### Problems to solve
1. In the passage on the Song of Solomon, what job did the Shulamite bride have under her brothers' command?
2. Write out the passage on the Song of Solomon, starting at "The three main" and ending at "fulfillment of love.".
3. Continue the passage on the Song of Solomon from the point where it ends.
* START Text provided *
The Song of Solomon is sometimes called Canticles (little songs). Based on its first verse, this book is also known by the title Song of Songs (song of the highest excellence). Some interpreters believe this song speaks symbolically of the love of God for the nation of Israel. But others insist it should be interpreted literally - as a healthy expression of romantic love between a man and a woman. No matter how the book is interpreted, it is certainly one of the most unusual in the Bible. Its subtitle, the Song of Songs (1:1), implies it was the loveliest and best known of all the songs of Solomon.

It is suggested that Solomon wrote this song early in his reign as king of Israel. He is identified as the groom (3:11). The book gives evidence of wealth, luxury, and exotic imported goods (3:6-11), a characteristic of his administration. The groom of the song also assures the Shulamite bride that she is the only one (6:9) among his sixty queens and eighty concubines (6:8) - probably a reference by Solomon to his royal harem. Scholars suggest that Abishag the Shunammite of 1 Kings 1:3 (see also 2:17-22) is the bride, who is called the Shulamite of Song of Solomon 6:13.

 With his large harem, how could King Solomon write such a beautiful love song to one specific wife? Perhaps his union with the Shulamite woman was the only authentic marriage relationship that Solomon ever knew. Most of his marriages were political arrangements, designed to seal treaties and trade agreements with other nations. In contrast, the Shulamite woman was not a cultured princess but a lowly vineyard keeper whose skin had been darkened by her long exposure to the sun (1:6). Yet, she was the bride to whom Solomon declared: How much better than wine is your love, and the scent of your perfumes than all spices! (4:10).

This has a real message about the nature of true love. Authentic love is much more than a surface relationship; it extends to the very core of one's being. Love like this cannot be bought and sold like some commodity on the open market. Solomon had many wives, but the Shulamite may have been the only one with whom he enjoyed a warm, enriching relationship.

Sharing:
  • There is a form of love in the world that may be found in marriages, but those who belong to God have a more meaningful love. Their love has a different focus. They are able to have more stability in hard times. They can provide a good example of marriage because they have the gift of faith, and where faith is, there is no fear. Partners no longer need to doubt each other; they can truly trust one another. They can truly love because God’s love is in them. They may let others down, but God never does.
  • The depth of love grows by making choices to love. Things change, but the bond is built by years of decisions to love. Couples are able to minister to rather than manipulate each other.
The three main parties with speaking parts in this long poem are: (1) the groom, King Solomon; (2) the bride, a woman referred to as the Shulamite (6:13); and (3) the daughters of Jerusalem (2:7). These women of Jerusalem may have been royal servants who served as attendants to Solomon's Shulamite bride. In addition to these main personalities, the brothers of the Shulamite bride are also mentioned in the poem (8:8-9). These may have been her stepbrothers. The poem indicates she worked under their command as the keeper of the vineyards (1:6).



One way of looking at the divisions of the Song is:
  • Falling in love: This involves the courtship, where there is the nurturing of love.
  • United in love: This is the wedding, where there is the fulfillment of love.
  • Struggling in love: This is the problem of being in love, which raises the frustrations in love.
  • Growing in love: This is the progress in love, where there is the faithfulness of love.

The great message of the Song of Solomon is the beauty of love between a man and a woman as experienced in the relationship of marriage. In its frank but beautiful language, the song praises the mutual love which husband and wife feel toward each other in this highest of all human relationships.
* END Text provided *
* START Data extract *
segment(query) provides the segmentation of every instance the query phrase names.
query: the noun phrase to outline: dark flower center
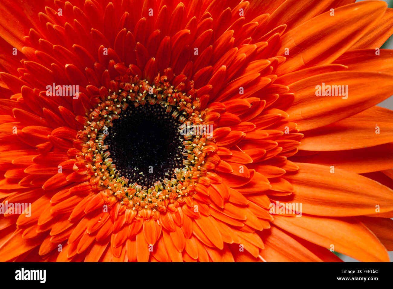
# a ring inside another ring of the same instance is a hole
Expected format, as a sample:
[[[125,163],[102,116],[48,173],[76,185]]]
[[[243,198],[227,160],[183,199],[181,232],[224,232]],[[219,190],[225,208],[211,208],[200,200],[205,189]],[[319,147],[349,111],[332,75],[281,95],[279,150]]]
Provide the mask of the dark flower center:
[[[158,105],[129,105],[108,128],[107,144],[116,169],[129,180],[150,187],[182,166],[181,123]]]

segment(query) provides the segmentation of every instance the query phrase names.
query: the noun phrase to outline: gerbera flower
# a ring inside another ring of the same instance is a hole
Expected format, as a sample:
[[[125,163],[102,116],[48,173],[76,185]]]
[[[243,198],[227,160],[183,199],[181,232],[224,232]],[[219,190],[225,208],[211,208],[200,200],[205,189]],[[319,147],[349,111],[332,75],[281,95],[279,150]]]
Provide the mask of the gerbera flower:
[[[2,1],[0,260],[388,261],[393,10],[354,2]]]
* END Data extract *
### Solved problems
1. She was the keeper of the vineyards.

2.
The three main parties with speaking parts in this long poem are: (1) the groom, King Solomon; (2) the bride, a woman referred to as the Shulamite (6:13); and (3) the daughters of Jerusalem (2:7). These women of Jerusalem may have been royal servants who served as attendants to Solomon's Shulamite bride. In addition to these main personalities, the brothers of the Shulamite bride are also mentioned in the poem (8:8-9). These may have been her stepbrothers. The poem indicates she worked under their command as the keeper of the vineyards (1:6).



One way of looking at the divisions of the Song is:
  • Falling in love: This involves the courtship, where there is the nurturing of love.
  • United in love: This is the wedding, where there is the fulfillment of love.

3.
This Song also points beyond human love to the great Author of love. Authentic love is possible in the world because God brought love into being and planted that emotion in the hearts of His people. It is sad but all too true that any good thing from God can be corrupted by ungodly choices. So it is with love. It, too, has been corrupted by the fall of humanity, so that instead of being at all times a source of joy and blessing in monogamous marriage, as intended by God, it is often a means of selfish personal gratification involving all sorts of lusts and exploitations.

This Song has had a long history of odd interpretation, based on a combination of two common kinds of mistakes in interpreting: ‘totality transfer’ and ‘allegorizing’. Totality transfer is the tendency to think that all the possible features and meanings of a word or concept come with it whenever it is used. An example of this would be the assumption that God’s love for His people includes a romantic aspect (‘was in love with’) as if the word ‘love’ always includes in its meaning the sense of romance every time it is used.

When applied to this Song, the totality transfer was made from other biblical songs. When people first looked for something in the Bible that was similar to the Song of Songs, the closest parallels they came upon were certain kinds of allegories in the prophetical books. These allegories were cast in the form of love songs, telling the story of God’s love for His people Israel and how that love was rejected or abused. From these prophetic love songs some early interpreters jumped to a conclusion that if love songs in the prophets were allegories about God and His people, a love song like the Song of Songs must be the same sort of thing.

The Song concentrates directly on love between two individuals, a man and a woman, and their attraction for one another. It is the language of a man’s adoration of his loved one, in which he compares features of her appearances to beautiful images in life.

The symbols and images that the groom uses to describe the beauty of his Shulamite bride may seem strange to modern readers. He portrays her hair as a flock of goats, going down from Mount Gilead (4:1). Her neck, he says, is like the tower of David, built for an armory, on which hang a thousand bucklers (4:4). Such compliments today would certainly not be flattering to most women!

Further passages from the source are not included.